Return each entry precisely as it appears below.

[Saved entries]

Start of Block

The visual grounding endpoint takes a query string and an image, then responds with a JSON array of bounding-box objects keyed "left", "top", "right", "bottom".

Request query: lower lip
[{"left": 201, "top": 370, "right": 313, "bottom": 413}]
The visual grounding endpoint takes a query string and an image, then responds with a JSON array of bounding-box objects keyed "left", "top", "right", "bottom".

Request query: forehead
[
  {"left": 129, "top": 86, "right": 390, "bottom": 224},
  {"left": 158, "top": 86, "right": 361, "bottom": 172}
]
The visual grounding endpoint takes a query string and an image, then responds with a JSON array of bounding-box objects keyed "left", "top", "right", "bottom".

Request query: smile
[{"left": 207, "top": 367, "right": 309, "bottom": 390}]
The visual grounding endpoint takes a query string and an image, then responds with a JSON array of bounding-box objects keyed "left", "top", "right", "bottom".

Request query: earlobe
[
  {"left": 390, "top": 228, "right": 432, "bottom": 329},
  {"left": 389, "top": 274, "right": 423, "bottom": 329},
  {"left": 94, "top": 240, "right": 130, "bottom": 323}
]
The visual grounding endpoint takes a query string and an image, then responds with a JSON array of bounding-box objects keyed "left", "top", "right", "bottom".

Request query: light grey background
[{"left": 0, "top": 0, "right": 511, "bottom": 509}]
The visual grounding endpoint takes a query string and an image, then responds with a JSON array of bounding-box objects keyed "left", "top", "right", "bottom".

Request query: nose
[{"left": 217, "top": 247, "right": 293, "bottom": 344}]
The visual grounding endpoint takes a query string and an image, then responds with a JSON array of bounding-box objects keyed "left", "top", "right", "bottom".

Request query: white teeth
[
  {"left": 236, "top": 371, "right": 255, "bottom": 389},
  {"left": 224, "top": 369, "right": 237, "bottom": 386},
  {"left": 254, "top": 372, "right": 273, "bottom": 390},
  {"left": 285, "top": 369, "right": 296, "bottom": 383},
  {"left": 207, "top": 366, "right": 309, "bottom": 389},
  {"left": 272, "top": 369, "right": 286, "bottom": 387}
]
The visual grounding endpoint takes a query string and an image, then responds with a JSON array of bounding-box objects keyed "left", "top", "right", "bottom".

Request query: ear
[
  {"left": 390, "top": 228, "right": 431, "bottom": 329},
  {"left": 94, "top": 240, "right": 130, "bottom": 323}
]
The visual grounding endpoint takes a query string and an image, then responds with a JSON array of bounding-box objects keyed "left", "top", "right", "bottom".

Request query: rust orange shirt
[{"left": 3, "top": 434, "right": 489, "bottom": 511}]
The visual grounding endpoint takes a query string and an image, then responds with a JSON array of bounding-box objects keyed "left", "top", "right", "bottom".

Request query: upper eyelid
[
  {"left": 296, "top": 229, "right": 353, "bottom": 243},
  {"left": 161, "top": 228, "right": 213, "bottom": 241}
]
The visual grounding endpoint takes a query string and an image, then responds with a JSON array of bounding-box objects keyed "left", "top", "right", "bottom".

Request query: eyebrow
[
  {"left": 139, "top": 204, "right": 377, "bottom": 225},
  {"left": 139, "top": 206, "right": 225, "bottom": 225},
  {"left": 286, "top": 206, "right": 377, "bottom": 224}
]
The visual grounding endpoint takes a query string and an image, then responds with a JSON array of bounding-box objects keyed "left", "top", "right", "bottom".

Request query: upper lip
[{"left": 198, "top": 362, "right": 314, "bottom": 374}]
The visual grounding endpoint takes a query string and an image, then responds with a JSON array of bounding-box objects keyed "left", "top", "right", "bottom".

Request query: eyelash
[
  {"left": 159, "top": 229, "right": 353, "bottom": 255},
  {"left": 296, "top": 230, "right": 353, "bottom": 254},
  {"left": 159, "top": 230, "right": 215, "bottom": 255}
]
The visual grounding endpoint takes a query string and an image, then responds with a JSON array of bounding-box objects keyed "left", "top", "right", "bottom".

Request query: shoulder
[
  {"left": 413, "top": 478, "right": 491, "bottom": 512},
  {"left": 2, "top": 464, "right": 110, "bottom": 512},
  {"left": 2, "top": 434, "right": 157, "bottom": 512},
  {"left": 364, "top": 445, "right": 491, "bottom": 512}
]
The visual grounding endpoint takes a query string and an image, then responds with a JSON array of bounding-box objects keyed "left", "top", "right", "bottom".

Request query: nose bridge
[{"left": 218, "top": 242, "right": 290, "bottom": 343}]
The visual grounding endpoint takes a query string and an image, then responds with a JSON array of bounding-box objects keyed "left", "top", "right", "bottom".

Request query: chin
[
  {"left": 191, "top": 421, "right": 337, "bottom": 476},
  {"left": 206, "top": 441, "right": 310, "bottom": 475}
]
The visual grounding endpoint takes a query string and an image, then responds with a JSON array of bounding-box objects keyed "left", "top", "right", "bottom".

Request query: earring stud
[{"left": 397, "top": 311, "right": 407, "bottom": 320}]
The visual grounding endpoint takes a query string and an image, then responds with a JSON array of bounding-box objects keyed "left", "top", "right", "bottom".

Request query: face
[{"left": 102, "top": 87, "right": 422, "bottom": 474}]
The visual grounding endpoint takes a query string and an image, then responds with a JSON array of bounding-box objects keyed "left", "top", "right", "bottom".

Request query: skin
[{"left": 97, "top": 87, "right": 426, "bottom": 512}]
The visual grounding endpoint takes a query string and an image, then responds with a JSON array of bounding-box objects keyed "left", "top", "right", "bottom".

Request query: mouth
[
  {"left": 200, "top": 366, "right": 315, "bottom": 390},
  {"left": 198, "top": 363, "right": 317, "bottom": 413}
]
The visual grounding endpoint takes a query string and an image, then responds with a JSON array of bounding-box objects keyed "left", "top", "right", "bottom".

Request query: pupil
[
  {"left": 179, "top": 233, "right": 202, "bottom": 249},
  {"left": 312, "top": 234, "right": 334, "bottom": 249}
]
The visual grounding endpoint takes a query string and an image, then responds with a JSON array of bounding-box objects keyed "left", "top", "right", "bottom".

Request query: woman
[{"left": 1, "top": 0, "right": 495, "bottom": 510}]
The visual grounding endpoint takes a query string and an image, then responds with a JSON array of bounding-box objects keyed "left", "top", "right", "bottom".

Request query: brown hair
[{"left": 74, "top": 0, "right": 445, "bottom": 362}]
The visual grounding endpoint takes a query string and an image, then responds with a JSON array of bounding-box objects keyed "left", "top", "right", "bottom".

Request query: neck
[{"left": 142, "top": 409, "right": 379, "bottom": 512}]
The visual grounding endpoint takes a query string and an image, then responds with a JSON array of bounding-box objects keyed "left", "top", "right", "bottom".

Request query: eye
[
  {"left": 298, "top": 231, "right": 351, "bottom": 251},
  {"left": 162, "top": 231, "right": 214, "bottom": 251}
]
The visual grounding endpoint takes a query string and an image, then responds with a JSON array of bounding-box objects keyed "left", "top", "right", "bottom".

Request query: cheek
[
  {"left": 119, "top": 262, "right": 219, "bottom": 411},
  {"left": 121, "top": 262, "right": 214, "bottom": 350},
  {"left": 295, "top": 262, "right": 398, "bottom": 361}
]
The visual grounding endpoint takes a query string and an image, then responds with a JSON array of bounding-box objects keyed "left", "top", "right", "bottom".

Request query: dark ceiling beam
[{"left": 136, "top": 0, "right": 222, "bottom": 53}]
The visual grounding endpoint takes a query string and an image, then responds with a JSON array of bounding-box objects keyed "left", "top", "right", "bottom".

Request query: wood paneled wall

End of Block

• [Exercise output]:
The visual grounding endpoint takes a query string and an image, then responds with a JSON array of bounding-box objects keyed "left", "top", "right", "bottom".

Request query: lower lip
[{"left": 201, "top": 370, "right": 313, "bottom": 413}]
The visual grounding endpoint takes a query string and an image, then responds with a JSON array of bounding-box objects keyed "left", "top", "right", "bottom".

Request query: forehead
[
  {"left": 129, "top": 86, "right": 390, "bottom": 224},
  {"left": 158, "top": 86, "right": 361, "bottom": 172}
]
The visual grounding endpoint takes a query string and an image, then responds with a JSON array of bounding-box objects keyed "left", "top", "right", "bottom".

Request query: smile
[{"left": 207, "top": 367, "right": 309, "bottom": 390}]
The visual grounding endpoint takes a query string and an image, then responds with a JSON array of bounding-box objects keyed "left", "top", "right", "bottom".

Request query: earlobe
[
  {"left": 390, "top": 228, "right": 432, "bottom": 329},
  {"left": 389, "top": 274, "right": 423, "bottom": 329},
  {"left": 94, "top": 240, "right": 130, "bottom": 323}
]
The visual grounding endpoint takes a query string and an image, then responds with a JSON array of bounding-box objects keyed "left", "top", "right", "bottom".

Request query: light grey background
[{"left": 0, "top": 0, "right": 511, "bottom": 509}]
The visual grounding endpoint takes a query string and an image, then responds with a JSON array of bounding-box objects keyed "left", "top", "right", "bottom".

Request query: nose
[{"left": 217, "top": 247, "right": 293, "bottom": 344}]
The visual grounding endpoint takes a query string and an image, then responds with a JSON array of bounding-box objects keyed "left", "top", "right", "bottom".

Request query: white teeth
[
  {"left": 236, "top": 371, "right": 255, "bottom": 389},
  {"left": 224, "top": 369, "right": 237, "bottom": 386},
  {"left": 254, "top": 372, "right": 273, "bottom": 390},
  {"left": 285, "top": 369, "right": 296, "bottom": 383},
  {"left": 207, "top": 366, "right": 309, "bottom": 389},
  {"left": 272, "top": 369, "right": 286, "bottom": 387}
]
The visual grounding endpoint takes a query string and an image, then responds with a JSON array of bounding-box objects keyed "left", "top", "right", "bottom".

Request query: ear
[
  {"left": 390, "top": 228, "right": 431, "bottom": 329},
  {"left": 94, "top": 240, "right": 130, "bottom": 323}
]
The visual grounding endpoint takes a query string and an image, then responds with a JSON array of bounding-box objects keyed "left", "top", "right", "bottom".

Request query: rust orange shirt
[{"left": 3, "top": 434, "right": 489, "bottom": 511}]
The visual grounding endpoint takes a query string and an image, then responds with a JSON array of bounding-box objects keyed "left", "top", "right", "bottom".

Request query: upper eyelid
[
  {"left": 296, "top": 229, "right": 353, "bottom": 243},
  {"left": 161, "top": 228, "right": 213, "bottom": 241}
]
The visual grounding endpoint takes a query string and an image, then responds with a JSON array of bounding-box objects keyed "left", "top", "right", "bottom".

Request query: eyebrow
[
  {"left": 139, "top": 204, "right": 377, "bottom": 225},
  {"left": 139, "top": 206, "right": 225, "bottom": 225},
  {"left": 286, "top": 206, "right": 377, "bottom": 224}
]
The visual grounding endpoint takes a query string and an image, then responds with a JSON array of bounding-box objects keyed "left", "top", "right", "bottom".

Request query: upper lip
[{"left": 198, "top": 362, "right": 314, "bottom": 374}]
The visual grounding endpoint takes a query string and an image, then responds with a JSON array of bounding-box objects keyed "left", "top", "right", "bottom".

Request query: eyelash
[
  {"left": 159, "top": 229, "right": 353, "bottom": 255},
  {"left": 296, "top": 230, "right": 353, "bottom": 254},
  {"left": 159, "top": 230, "right": 215, "bottom": 255}
]
The visual grounding endpoint takes a query string and an image, then responds with a JSON array of bounding-box objects keyed "left", "top", "right", "bottom".

Request query: shoulder
[
  {"left": 413, "top": 478, "right": 491, "bottom": 512},
  {"left": 2, "top": 464, "right": 110, "bottom": 512},
  {"left": 2, "top": 434, "right": 157, "bottom": 512},
  {"left": 364, "top": 445, "right": 491, "bottom": 512}
]
The visual grounding endpoint takes a query string and an image, then responds with a JSON array of bounding-box objects keyed "left", "top", "right", "bottom".

Request query: nose bridge
[{"left": 218, "top": 242, "right": 290, "bottom": 343}]
The visual grounding endpoint takes a query string and an image, then responds with a JSON array of bounding-box objects keyed "left", "top", "right", "bottom".

Request query: chin
[
  {"left": 191, "top": 421, "right": 337, "bottom": 476},
  {"left": 206, "top": 441, "right": 310, "bottom": 475}
]
The visual grounding endpoint takes a query string and an image, then responds with a JSON array of bounding-box objects keyed "left", "top", "right", "bottom".

Request query: earring stud
[{"left": 397, "top": 311, "right": 407, "bottom": 320}]
The visual grounding endpoint takes a query string and an image, then responds with a JSON array of bounding-box objects keyed "left", "top", "right", "bottom".

Request query: face
[{"left": 102, "top": 87, "right": 422, "bottom": 474}]
The visual grounding endpoint takes a query string and an image, then responds with a JSON array of bounding-box objects keyed "left", "top", "right", "bottom".

Request query: skin
[{"left": 97, "top": 87, "right": 426, "bottom": 512}]
The visual grounding endpoint takes a query string and an image, then responds with a JSON array of bounding-box objects keyed "left", "top", "right", "bottom".

Request query: mouth
[
  {"left": 200, "top": 366, "right": 315, "bottom": 390},
  {"left": 198, "top": 363, "right": 317, "bottom": 413}
]
The visual grounding endpoint takes a query string and an image, then responds with a JSON array of bounding-box objects keyed "left", "top", "right", "bottom".

Request query: pupil
[
  {"left": 179, "top": 233, "right": 202, "bottom": 249},
  {"left": 312, "top": 234, "right": 334, "bottom": 249}
]
The visual grounding endpoint takes a query string and an image, then responds with a JSON array of bounding-box objects keyed "left", "top", "right", "bottom".

Request query: woman
[{"left": 1, "top": 0, "right": 495, "bottom": 510}]
The visual grounding endpoint takes a query string and an image, then responds with a JSON array of bounding-box objects keyed "left", "top", "right", "bottom".

Request query: brown hair
[{"left": 74, "top": 0, "right": 445, "bottom": 362}]
The visual grounding endpoint takes a query string and an image, then responds with a JSON array of bounding-box objects keyed "left", "top", "right", "bottom".

Request query: neck
[{"left": 142, "top": 409, "right": 379, "bottom": 512}]
The visual grounding endpoint takes a query string and an image, then responds with a JSON array of bounding-box objects keyed "left", "top", "right", "bottom".

Request query: eye
[
  {"left": 298, "top": 231, "right": 351, "bottom": 251},
  {"left": 162, "top": 231, "right": 214, "bottom": 251}
]
The visual grounding endpoint takes a query string and an image, then responds with a JSON array of bounding-box objects keyed "left", "top", "right", "bottom".

Request query: cheek
[
  {"left": 119, "top": 262, "right": 219, "bottom": 411},
  {"left": 121, "top": 262, "right": 214, "bottom": 350},
  {"left": 295, "top": 262, "right": 398, "bottom": 361}
]
The visual grounding endpoint takes a query string and an image, then responds with a JSON array of bounding-box objects keyed "left", "top", "right", "bottom".

Request query: dark ceiling beam
[{"left": 136, "top": 0, "right": 222, "bottom": 53}]
The visual grounding endpoint takes a query string and an image, then responds with a JSON array of bounding-box objects keyed "left", "top", "right", "bottom".

Request query: wood paneled wall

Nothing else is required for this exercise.